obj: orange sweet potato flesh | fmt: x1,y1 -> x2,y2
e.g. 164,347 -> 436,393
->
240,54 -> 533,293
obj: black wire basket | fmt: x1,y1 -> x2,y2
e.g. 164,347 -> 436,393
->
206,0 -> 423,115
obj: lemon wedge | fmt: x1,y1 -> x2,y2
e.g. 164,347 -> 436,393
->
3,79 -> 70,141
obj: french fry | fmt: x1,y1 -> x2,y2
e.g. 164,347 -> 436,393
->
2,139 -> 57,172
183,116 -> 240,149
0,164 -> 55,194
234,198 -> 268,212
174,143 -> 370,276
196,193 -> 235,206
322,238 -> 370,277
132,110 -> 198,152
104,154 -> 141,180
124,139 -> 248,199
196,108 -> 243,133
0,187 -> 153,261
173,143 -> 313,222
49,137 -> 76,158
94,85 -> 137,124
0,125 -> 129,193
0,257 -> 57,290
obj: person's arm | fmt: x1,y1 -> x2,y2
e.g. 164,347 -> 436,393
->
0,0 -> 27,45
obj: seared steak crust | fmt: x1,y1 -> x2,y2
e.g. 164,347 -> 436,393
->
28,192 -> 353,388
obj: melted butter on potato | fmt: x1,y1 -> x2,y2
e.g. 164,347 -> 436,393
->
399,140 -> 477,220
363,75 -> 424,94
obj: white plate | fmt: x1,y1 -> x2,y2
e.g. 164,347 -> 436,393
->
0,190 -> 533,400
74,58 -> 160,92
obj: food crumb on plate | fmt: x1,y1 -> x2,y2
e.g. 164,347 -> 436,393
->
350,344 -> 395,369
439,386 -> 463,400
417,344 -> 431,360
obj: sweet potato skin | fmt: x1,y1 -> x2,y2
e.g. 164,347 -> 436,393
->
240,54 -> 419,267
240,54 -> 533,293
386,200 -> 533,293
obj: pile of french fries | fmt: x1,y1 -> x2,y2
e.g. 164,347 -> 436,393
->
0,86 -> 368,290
☆ ☆ ☆ ☆ ☆
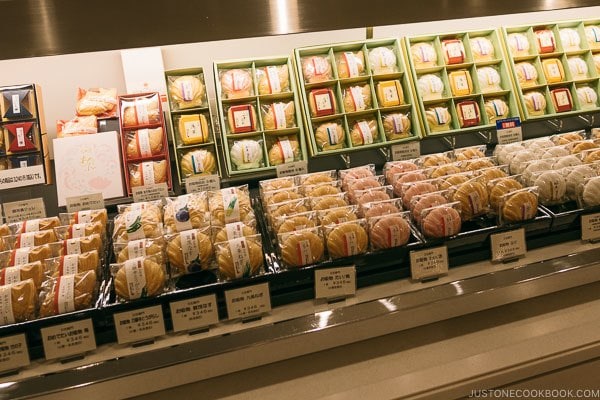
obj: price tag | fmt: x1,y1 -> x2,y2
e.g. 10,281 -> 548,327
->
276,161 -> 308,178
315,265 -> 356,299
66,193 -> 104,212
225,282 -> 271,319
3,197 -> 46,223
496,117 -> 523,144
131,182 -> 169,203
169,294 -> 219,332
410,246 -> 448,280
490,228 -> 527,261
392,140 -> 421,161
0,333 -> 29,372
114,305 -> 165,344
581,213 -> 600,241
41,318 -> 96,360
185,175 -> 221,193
☆ ☆ ☆ ☆ ☆
**What the task requires:**
Can you write out the lines of the items above, from the one containing "obj: sweet potato skin | fmt: x1,y1 -> x2,y2" through the one containing "386,200 -> 533,293", inclusive, as a numbered list with blank lines omitted?

**Written response:**
1. obj: sweet potato skin | fmt: x1,y1 -> x2,y2
2. e.g. 164,347 -> 436,393
3. ->
4. 240,54 -> 419,267
5. 240,54 -> 533,293
6. 386,200 -> 533,293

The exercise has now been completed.